● **TASK REQUIREMENTS**:
Give back each entry unchanged, minus pictures.

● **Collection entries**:
--- Start ---

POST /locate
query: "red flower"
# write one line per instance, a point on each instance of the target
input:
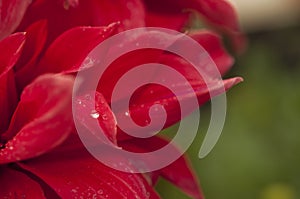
(40, 153)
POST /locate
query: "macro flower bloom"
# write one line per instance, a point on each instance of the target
(43, 44)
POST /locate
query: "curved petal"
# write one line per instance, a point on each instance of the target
(11, 14)
(69, 50)
(72, 172)
(153, 94)
(212, 43)
(179, 172)
(166, 20)
(69, 14)
(88, 109)
(42, 119)
(15, 184)
(10, 48)
(219, 13)
(36, 35)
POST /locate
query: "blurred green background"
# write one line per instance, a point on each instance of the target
(258, 154)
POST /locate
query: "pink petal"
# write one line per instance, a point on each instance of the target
(36, 35)
(15, 184)
(70, 49)
(11, 14)
(179, 172)
(218, 13)
(146, 97)
(88, 109)
(166, 20)
(212, 43)
(72, 172)
(42, 119)
(71, 13)
(10, 48)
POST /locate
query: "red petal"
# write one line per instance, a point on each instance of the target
(70, 49)
(10, 48)
(87, 109)
(166, 20)
(144, 99)
(218, 12)
(15, 184)
(72, 172)
(42, 119)
(84, 13)
(213, 45)
(36, 36)
(11, 14)
(179, 172)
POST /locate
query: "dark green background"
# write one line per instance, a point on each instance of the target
(258, 154)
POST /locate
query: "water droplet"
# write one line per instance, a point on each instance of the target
(104, 117)
(88, 97)
(94, 114)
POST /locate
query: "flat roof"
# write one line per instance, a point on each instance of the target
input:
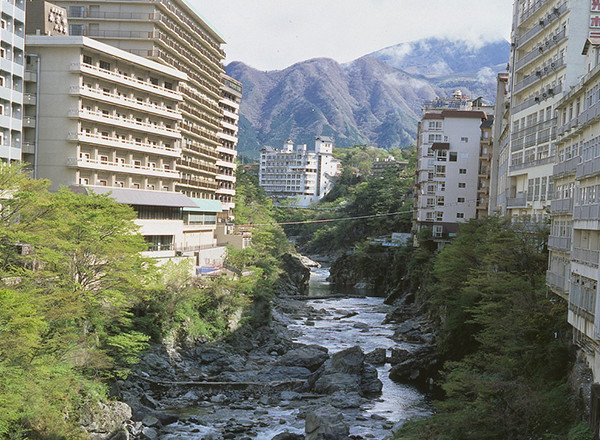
(144, 197)
(81, 41)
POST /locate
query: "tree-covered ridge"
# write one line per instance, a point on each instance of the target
(503, 339)
(79, 303)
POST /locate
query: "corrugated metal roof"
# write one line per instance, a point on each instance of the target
(145, 198)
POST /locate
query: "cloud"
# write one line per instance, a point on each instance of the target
(273, 34)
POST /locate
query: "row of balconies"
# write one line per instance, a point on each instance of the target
(559, 243)
(539, 74)
(566, 168)
(587, 256)
(532, 163)
(125, 101)
(131, 81)
(541, 96)
(127, 144)
(539, 50)
(542, 24)
(580, 120)
(124, 122)
(121, 167)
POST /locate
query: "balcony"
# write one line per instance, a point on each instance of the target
(533, 163)
(588, 169)
(537, 51)
(566, 168)
(125, 144)
(28, 121)
(115, 167)
(533, 8)
(520, 201)
(542, 24)
(124, 101)
(586, 212)
(586, 256)
(130, 123)
(557, 283)
(29, 99)
(559, 243)
(561, 206)
(197, 182)
(540, 73)
(131, 81)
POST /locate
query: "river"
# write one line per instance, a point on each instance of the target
(329, 327)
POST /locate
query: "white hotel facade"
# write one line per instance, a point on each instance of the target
(297, 175)
(12, 72)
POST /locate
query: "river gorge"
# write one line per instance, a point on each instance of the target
(276, 381)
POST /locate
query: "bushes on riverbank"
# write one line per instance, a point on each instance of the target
(503, 339)
(79, 304)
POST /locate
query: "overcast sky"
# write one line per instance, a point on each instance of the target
(274, 34)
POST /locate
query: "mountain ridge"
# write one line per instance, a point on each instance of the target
(375, 99)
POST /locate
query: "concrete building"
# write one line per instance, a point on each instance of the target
(12, 62)
(546, 62)
(574, 241)
(296, 174)
(172, 33)
(108, 121)
(226, 165)
(453, 153)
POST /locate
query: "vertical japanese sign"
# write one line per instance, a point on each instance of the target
(594, 19)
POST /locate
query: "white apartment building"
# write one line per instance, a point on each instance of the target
(108, 121)
(546, 61)
(296, 174)
(453, 153)
(172, 33)
(226, 165)
(574, 243)
(12, 62)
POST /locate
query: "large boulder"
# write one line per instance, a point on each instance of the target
(307, 356)
(104, 420)
(346, 371)
(326, 423)
(295, 277)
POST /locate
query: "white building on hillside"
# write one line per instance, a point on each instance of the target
(294, 173)
(453, 168)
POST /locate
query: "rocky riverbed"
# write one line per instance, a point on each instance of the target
(321, 367)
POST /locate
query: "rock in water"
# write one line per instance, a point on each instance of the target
(103, 420)
(326, 423)
(346, 371)
(308, 356)
(295, 277)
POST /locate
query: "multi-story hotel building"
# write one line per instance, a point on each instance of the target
(546, 61)
(12, 62)
(172, 33)
(574, 243)
(108, 121)
(296, 174)
(453, 164)
(226, 165)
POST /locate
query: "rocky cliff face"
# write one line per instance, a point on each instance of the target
(374, 100)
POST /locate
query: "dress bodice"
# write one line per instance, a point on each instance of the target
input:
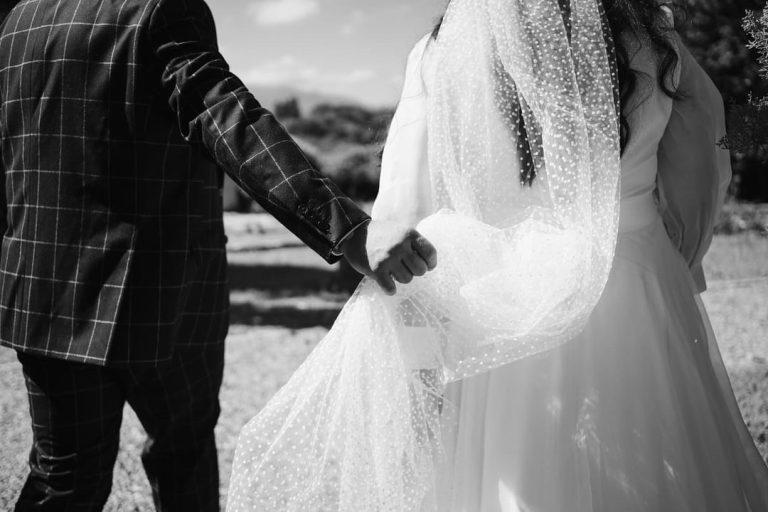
(648, 114)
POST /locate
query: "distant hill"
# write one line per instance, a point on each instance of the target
(270, 95)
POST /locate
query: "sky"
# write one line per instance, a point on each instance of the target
(353, 49)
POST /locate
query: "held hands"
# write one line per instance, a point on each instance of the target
(388, 252)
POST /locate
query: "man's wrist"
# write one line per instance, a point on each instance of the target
(338, 249)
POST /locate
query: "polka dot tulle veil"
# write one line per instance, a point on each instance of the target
(514, 88)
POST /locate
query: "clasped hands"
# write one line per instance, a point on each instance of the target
(387, 252)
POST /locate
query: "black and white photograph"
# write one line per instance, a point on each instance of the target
(384, 256)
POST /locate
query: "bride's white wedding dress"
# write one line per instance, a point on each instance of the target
(637, 413)
(449, 396)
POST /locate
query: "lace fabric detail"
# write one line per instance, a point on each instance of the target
(512, 84)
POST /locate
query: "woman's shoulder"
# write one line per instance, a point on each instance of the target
(420, 49)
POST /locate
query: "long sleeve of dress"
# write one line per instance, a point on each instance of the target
(694, 171)
(404, 187)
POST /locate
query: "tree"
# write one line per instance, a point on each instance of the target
(748, 121)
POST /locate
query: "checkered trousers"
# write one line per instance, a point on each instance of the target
(76, 411)
(116, 119)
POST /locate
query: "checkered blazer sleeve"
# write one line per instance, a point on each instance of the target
(215, 109)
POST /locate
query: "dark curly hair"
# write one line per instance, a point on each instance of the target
(643, 18)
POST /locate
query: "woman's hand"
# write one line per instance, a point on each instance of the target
(387, 252)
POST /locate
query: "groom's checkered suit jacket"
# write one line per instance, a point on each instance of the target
(116, 118)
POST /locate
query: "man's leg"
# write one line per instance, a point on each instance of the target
(178, 404)
(76, 411)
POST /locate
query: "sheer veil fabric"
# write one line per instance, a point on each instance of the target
(517, 86)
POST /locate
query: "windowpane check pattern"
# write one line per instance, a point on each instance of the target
(117, 120)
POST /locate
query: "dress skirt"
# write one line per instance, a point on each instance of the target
(635, 415)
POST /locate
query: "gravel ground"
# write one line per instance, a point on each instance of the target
(260, 358)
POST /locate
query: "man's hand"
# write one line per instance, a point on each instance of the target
(389, 252)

--- End ---

● **RESPONSE**:
POST /locate
query: "red flower"
# write one line per instance, a point on each instance of the target
input:
(40, 153)
POST /locate
query: "macro flower bloom"
# write one line per instance, a point on each instance of the target
(43, 44)
POST /locate
query: "curved petal"
# write one line per instance, a point on each instance of the target
(11, 14)
(69, 50)
(72, 172)
(153, 94)
(212, 43)
(179, 172)
(166, 20)
(69, 14)
(88, 109)
(42, 119)
(15, 184)
(10, 48)
(219, 13)
(36, 35)
POST /locate
query: "blurred green background"
# write one line per instance, a point on each instance of the target
(258, 154)
POST /locate
query: "pink petal"
# write one line per instance, a point on each instance of the target
(36, 35)
(15, 184)
(70, 49)
(11, 14)
(179, 172)
(218, 13)
(146, 97)
(88, 109)
(166, 20)
(212, 43)
(72, 172)
(42, 119)
(71, 13)
(10, 48)
POST /locate
query: "red petal"
# write one line per instance, a point on each instance of the target
(70, 49)
(10, 48)
(87, 109)
(166, 20)
(144, 99)
(218, 12)
(15, 184)
(72, 172)
(42, 119)
(84, 13)
(213, 45)
(36, 36)
(11, 14)
(179, 172)
POST /locate
query: "dark green background"
# write one line per instance, a point on each instance of the target
(258, 154)
POST /locate
query: "water droplet"
# write one line per instance, a point on each instance of the target
(104, 117)
(88, 97)
(94, 114)
POST /locate
query: "flat roof"
# write one line per instance, a point on each instance of the target
input:
(144, 197)
(81, 41)
POST /locate
query: "tree-covered ridge"
# write one line per instance, a point on each instance of the target
(503, 339)
(79, 303)
POST /locate
query: "corrugated metal roof"
# write one line per instance, a point on each instance of the target
(145, 198)
POST /locate
query: "cloud"
# write one line per instance, a point on each instance of the target
(273, 34)
POST /locate
query: "row of balconies"
# write one line per instance, a point on each instance of the target
(559, 243)
(539, 74)
(566, 168)
(587, 256)
(532, 163)
(125, 101)
(131, 81)
(541, 96)
(127, 144)
(539, 50)
(542, 24)
(580, 120)
(124, 122)
(121, 167)
POST /locate
query: "balcony"
# write one line per instance, a point on each instance of the target
(533, 163)
(588, 169)
(537, 51)
(566, 168)
(125, 144)
(28, 121)
(115, 167)
(533, 8)
(520, 201)
(542, 24)
(124, 101)
(586, 212)
(586, 256)
(130, 123)
(557, 283)
(29, 99)
(559, 243)
(561, 206)
(197, 182)
(540, 73)
(131, 81)
POST /locate
query: "river"
# write one line per instance, a point on each instance of the target
(329, 327)
POST /locate
query: "white hotel facade"
# write one line per instance, a point on each instance of the target
(297, 175)
(12, 72)
POST /locate
query: "river gorge"
# write one line per instance, a point on each instance of the target
(276, 381)
POST /locate
query: "bushes on riverbank"
# write one line per instance, a point on each instance of the target
(503, 339)
(79, 304)
POST /locate
query: "overcast sky"
# write one line per instance, a point on each instance of the target
(274, 34)
POST /locate
query: "mountain ridge"
# write one line per instance, a point on each instance of the target
(375, 99)
POST /locate
query: "concrete building"
# write one line per instance, a point on each instance of the target
(12, 62)
(546, 62)
(574, 241)
(296, 174)
(172, 33)
(108, 121)
(226, 165)
(453, 153)
POST /locate
query: "vertical japanese sign"
# write one line per instance, a point on each instance of the target
(594, 19)
POST /locate
query: "white apartment building"
# write one line per instance, a point on each instance of the target
(108, 121)
(546, 61)
(296, 174)
(453, 153)
(172, 33)
(226, 165)
(574, 243)
(12, 62)
POST /locate
query: "large boulder"
# write one line per instance, a point on each instance of the target
(307, 356)
(104, 420)
(346, 371)
(326, 423)
(295, 277)
POST /locate
query: "white building on hillside"
# write one line per instance, a point on each instance of the target
(294, 173)
(453, 168)
POST /locate
query: "rocky riverbed"
# write one line per instance, a point on each instance of the target
(321, 367)
POST /locate
query: "rock in water"
# write one line per instance, a point on each instance of the target
(103, 420)
(326, 423)
(346, 371)
(308, 356)
(295, 277)
POST /locate
query: "multi-story hotel building"
# write one line per instance, a point on each instance of the target
(546, 61)
(12, 62)
(172, 33)
(574, 243)
(108, 121)
(296, 174)
(453, 164)
(226, 165)
POST /locate
query: "rocky cliff face"
# write one line per instance, a point on each instance of the target
(374, 100)
POST /locate
query: "dress bodice"
# write one line per instance, a point on each instance of the target
input:
(648, 114)
POST /locate
query: "distant hill"
# write one line per instance, a point on each instance of the target
(270, 95)
POST /locate
query: "sky"
# write one line per instance, a point on each instance of the target
(353, 49)
POST /locate
query: "held hands"
# write one line per instance, a point on each instance of the target
(388, 252)
POST /locate
query: "man's wrist"
# write one line per instance, a point on each instance of the target
(338, 249)
POST /locate
query: "polka dot tulle veil"
# write one line per instance, a point on each instance of the target
(514, 88)
POST /locate
query: "clasped hands"
# write one line per instance, a point on each instance of the target
(387, 252)
POST /locate
query: "black and white photograph"
# write one line per instance, a point on each instance of the target
(384, 256)
POST /locate
query: "bride's white wedding dress"
# write one line per instance, a point on each instance of the target
(637, 413)
(449, 396)
POST /locate
query: "lace fabric detail"
# write one line per instance, a point on each instance of the target
(512, 84)
POST /locate
query: "woman's shoulder"
# write one line per instance, a point on each instance of the target
(420, 49)
POST /locate
query: "long sleeve of dress"
# write one line per instance, a point on each instance of the target
(694, 171)
(404, 187)
POST /locate
query: "tree"
# write one line per instance, a point on each instance of the target
(748, 121)
POST /locate
query: "checkered trousers"
# write one line per instance, a point on each instance of the target
(76, 411)
(116, 119)
POST /locate
query: "checkered blazer sleeve"
# write one line per instance, a point on each instance of the target
(215, 109)
POST /locate
query: "dark curly hair"
# write one line per instance, a point on each instance of the target
(643, 18)
POST /locate
query: "woman's hand"
# write one line per instance, a point on each instance of the target
(387, 252)
POST /locate
query: "groom's checkered suit jacket"
# write one line per instance, a point on each instance of the target
(116, 118)
POST /locate
query: "man's leg"
# write one line per instance, a point on each instance of the target
(178, 404)
(76, 411)
POST /locate
query: "sheer veil fabric"
# write one line per instance, a point on each instance of the target
(517, 86)
POST /locate
query: "windowpane check pattern"
# write one line per instance, a point on each instance of the target
(117, 120)
POST /locate
query: "dress skirt"
# write one line per instance, a point on each instance of the target
(635, 415)
POST /locate
query: "gravel ground"
# write one line per instance, a point on each instance of the target
(260, 358)
POST /locate
query: "man's hand"
# write one line per instance, a point on each instance of the target
(389, 252)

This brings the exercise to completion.